§ Text provided:
****************************************
Former Senate Majority Leader Chip Rogers did the same earlier in the week, leaving the Senate to accept a position with Georgia Public Broadcasting. This, it appears, was much more of a negotiated exit, with Governor Deal reportedly offering Rogers the position prior to Senate leadership elections last month. Rogers ultimately withdrew his name from consideration for Majority Leader, ceding the position to Ronnie Chance of Tyrone. Rogers’ role at GPB will be to promote Georgia’s economic development activities.
Rogers’ open seat in Cherokee County produced another resignation in its wake. State Representative Sean Jerguson will be running for the Senate, requiring him to resign his seat in the House. Georgia has a “resign to run” law mandating elected officials leave office if they qualify to run for another elected position that begins before the conclusion of the term for which they are currently elected.
The result of all of this, plus the earlier resignation of Senator Bill Hamrick, is that there will be an election on January 8th for three State Senate Seats and one state House seat – thus far. There is talk that at least one House member may take a run at Bulloch’s seat, which would also necessitate another special election. The Governor may call for a special election as soon as 30 days from a resignation, so there is still time to call for additional elections as needed provided the resignation is received today or tomorrow.
30 days is a quick turnaround to identify candidates, design a campaign plan, recruit volunteers and donors, and execute. Add a degree of difficulty for the number of holidays that occur during this window. The calendar will benefit those currently in office or who have recently run a campaign – as those who have been the first out of the gate to announce for these seats.
The race to replace Rogers thus far is between Rogers’ opponent from July, Brandon Beach, and Jerguson. Scot Turner, who ran against Jerguson this summer, was the first out of the gate to announce for that seat. Mike Keown, a former state Rep who narrowly lost to Sanford Bishop in 2010, is being promoted as a replacement for Bulloch, with supporters noting that he handily won the counties in Senate District 11 in that race.
****************************************
§ Information supplied:
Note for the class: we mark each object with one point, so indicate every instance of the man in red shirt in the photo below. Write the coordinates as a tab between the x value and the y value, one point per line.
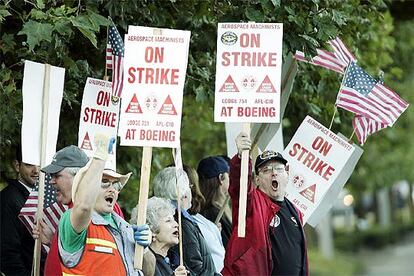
****************************************
§ Actions to take:
1) In the passage on Georgia's special elections, what date is given for the election to fill the open State Senate and House seats?
2) Using the passage on Georgia's special elections, explain why Sean Jerguson must give up his seat in the House.
3) Resume the passage on Georgia's special elections from the point where it stops.
Please set the lines aside, since they play no part here.

§ Expected outputs:
1) January 8th.

2) Jerguson is running for the Senate. Georgia's "resign to run" law requires elected officials to leave office if they qualify to run for another elected position that begins before their current term ends.

3)
This will be significant for Republicans, as the supermajority they believed was wrapped up last month must now be defended in January. There is little concern that Republicans will win Rogers’ former seat, or the runoff also held on January 8th to replace Bill Hamrick who is now a Judge. But Southwest Georgia remains fertile territory for Georgia Democrats. Republicans must pick up all seats to maintain two thirds of the seats in Georgia’s Senate.
A word must also be added about the surprise resignation Thursday from South Carolina Senator Jim DeMint. At a time when Southern hard right conservatives are scrambling to find folks that would be like minded with DeMint to join forces with him in the Senate, DeMint has instead decided to join the Heritage Foundation, Washington’s most prestigious conservative think tank.
Champions of DeMint claim that this will make him and his brand of the conservative movement stronger. Critics will note that it takes him out of the direct arena where decisions are made and moves him into the area of the theoretical – making it hard to extrapolate how that translates that hard line conservatives are interested in governing.